**EXTRACT PROVIDED**
================

It’s a lighthearted comedy, likely a welcome respite from the nightmare of Bogie’s illness and death.
Bacall and Gregory Peck play an opposites-attract couple who fall in love and try to stay that way when the honeymoon is over and real life intrudes. Though not a musical, director Vincente Minnelli (Meet Me in St. Louis, An American in Paris) gives the film the light and bubbly tone of one, and throws in a few choreographed numbers to boot.
In a role originally developed for Grace Kelly (“She got the prince, I got the part” Bacall quipped), she plays Marilla Brown, a fashion designer who meets sportswriter Mike Hagen while on vacation in Beverly Hills. They embark on a whirlwind romance and return to New York blissfully in love and knowing little about one another.
Mike assumes they’ll live in his cluttered shoebox bachelor pad and is stunned to learn she owns a luxurious penthouse.
Laughs ensue as they discover further differences that mark them as completely incompatible but never diminish their love.
The most memorable scene in the film is when Mike hosts his weekly poker night with his reporter friends on the same night Marilla has a group of her artistic friends over for a dramatic reading. Each is incredulous over the other’s choice of food, friends, and activities.
Further trouble ensues when Marilla meets Mike’s former lover Lori Shannon and Mike pretends not to know her. There’s no malice in Mike’s lie, he merely wishes to spare Marilla’s feelings.
There’s a mobster after Mike, a fashion show for Marilla, and Mike’s old boxer friend who sleeps with not one but two eyes open.
It’s a funny, sweet comedy that ends with a choreographed fight scene as mobsters attempt to kidnap Marilla and Mike rides to the rescue with mixed results.
By the time Designing Women was released, Bogart was gone. Numb with grief, she went on a three week publicity tour for the film just two months after his death.
In the years after Bogart’s death, Bacall floundered in both her life and career. She had a disastrous rebound relationship with Frank Sinatra, and an unsuccessful second marriage with Jason Robards that likely wouldn’t have happened at all but for her pregnancy. She lost her mother and her beloved uncle Charlie who acted as a father figure.

================

**DATASET CONTENT**

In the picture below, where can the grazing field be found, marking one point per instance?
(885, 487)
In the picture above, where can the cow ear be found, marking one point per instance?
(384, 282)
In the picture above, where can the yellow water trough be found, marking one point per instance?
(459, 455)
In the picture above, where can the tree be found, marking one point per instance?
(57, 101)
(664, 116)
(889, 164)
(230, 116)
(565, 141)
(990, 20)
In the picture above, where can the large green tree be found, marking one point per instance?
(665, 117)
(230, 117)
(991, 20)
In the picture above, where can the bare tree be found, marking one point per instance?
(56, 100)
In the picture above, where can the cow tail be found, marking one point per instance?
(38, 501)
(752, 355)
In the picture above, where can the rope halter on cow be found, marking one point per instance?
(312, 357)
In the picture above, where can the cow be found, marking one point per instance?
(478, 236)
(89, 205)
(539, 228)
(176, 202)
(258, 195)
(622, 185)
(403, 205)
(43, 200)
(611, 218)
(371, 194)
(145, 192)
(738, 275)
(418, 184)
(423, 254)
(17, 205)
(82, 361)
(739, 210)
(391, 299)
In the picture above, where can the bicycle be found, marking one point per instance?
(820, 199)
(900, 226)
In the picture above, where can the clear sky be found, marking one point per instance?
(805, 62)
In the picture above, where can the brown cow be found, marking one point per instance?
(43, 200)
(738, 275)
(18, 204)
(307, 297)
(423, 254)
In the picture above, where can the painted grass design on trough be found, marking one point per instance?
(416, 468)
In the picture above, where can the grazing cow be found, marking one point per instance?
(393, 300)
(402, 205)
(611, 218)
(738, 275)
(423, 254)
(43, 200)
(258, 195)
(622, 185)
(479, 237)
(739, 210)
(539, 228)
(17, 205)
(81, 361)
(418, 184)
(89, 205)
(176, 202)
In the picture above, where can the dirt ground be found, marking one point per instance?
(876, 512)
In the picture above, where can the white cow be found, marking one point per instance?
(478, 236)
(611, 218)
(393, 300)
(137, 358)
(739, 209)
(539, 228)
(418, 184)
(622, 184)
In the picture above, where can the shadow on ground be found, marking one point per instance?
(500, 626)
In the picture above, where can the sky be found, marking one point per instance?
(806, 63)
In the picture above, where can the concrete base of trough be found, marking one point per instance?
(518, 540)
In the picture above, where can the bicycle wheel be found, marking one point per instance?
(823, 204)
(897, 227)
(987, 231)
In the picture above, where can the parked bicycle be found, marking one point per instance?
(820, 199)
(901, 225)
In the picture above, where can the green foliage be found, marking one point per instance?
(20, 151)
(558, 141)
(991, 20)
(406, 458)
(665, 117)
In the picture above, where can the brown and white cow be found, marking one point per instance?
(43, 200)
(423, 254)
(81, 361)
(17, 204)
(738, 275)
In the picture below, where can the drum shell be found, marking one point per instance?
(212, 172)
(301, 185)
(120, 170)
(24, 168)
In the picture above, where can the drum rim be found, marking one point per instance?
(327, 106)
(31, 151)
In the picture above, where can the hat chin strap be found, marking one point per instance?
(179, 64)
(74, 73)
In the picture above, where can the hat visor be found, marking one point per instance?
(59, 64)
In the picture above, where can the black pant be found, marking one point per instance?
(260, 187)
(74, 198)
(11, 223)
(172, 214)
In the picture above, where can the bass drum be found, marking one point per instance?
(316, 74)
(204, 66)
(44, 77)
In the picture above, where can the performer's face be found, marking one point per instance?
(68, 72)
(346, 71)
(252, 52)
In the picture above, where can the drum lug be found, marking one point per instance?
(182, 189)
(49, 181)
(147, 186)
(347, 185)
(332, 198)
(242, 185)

================

**WHAT TO PRODUCE**
Carry on the piece about Lauren Bacall's life and career, picking up after its last sentence above and leaving the listing out of it.

**RESULT BELOW**
She fled California—her film career was all but dead, her friends had been Bogart’s friends, and Bogart was gone. She couldn’t live in that once happy house without him.
She returned home—to New York City, and the stage.
Though her film career never recovered (despite an Academy Award-nominated performance many years later in 1996’s The Mirror Has Two Faces), Bacall embarked on a successful decades-long career in the theater.
In was in the theater that she found happiness and satisfaction again. And success. Though the Oscar eluded her, she was perhaps more grateful to win two Best Actress Tony Awards for her work in Applause (1970) and Woman of the Year (1981).
The pity of the stage is that, unlike film, its great performances are lost to history.
Lauren Bacall died in 2014, 115 years after the day Humphrey Bogart was born. During the 115 years that one or both of them walked the earth, they shared only 13 years together.
Such a short time, but it couldn’t have been any longer. If they’d met any earlier, she’d have been too young for a romance to blossom. For Bogart, Bacall was a sweet ending—the pot of gold at the end of the rainbow for a man who’d been so unlucky in love.
For Bacall, Bogart was the beginning. She became a woman when she fell in love with him, and he set the standard for her love and work.
Casablanca was a wonderful romantic film, perhaps the finest ever made. But when Humphrey Bogart found his Baby two years after completing the film, they one-upped Rick and Isla.
At the end of Casablanca, Isla lets Rick talk her into leaving him so they can both do their part to help the war effort.
But Bacall would’ve let the world burn to the ground before she left her Bogie on the tarmac.
As we turn the page on one of Hollywood’s greatest love stories, I’ll give Bacall the last word. She writes in By Myself, “No one has ever written a romance better than we lived it.”
- Sperber, A.M. and Eric Lax. Bogart. 1997.
- Bacall, Lauren. By Myself. 1978.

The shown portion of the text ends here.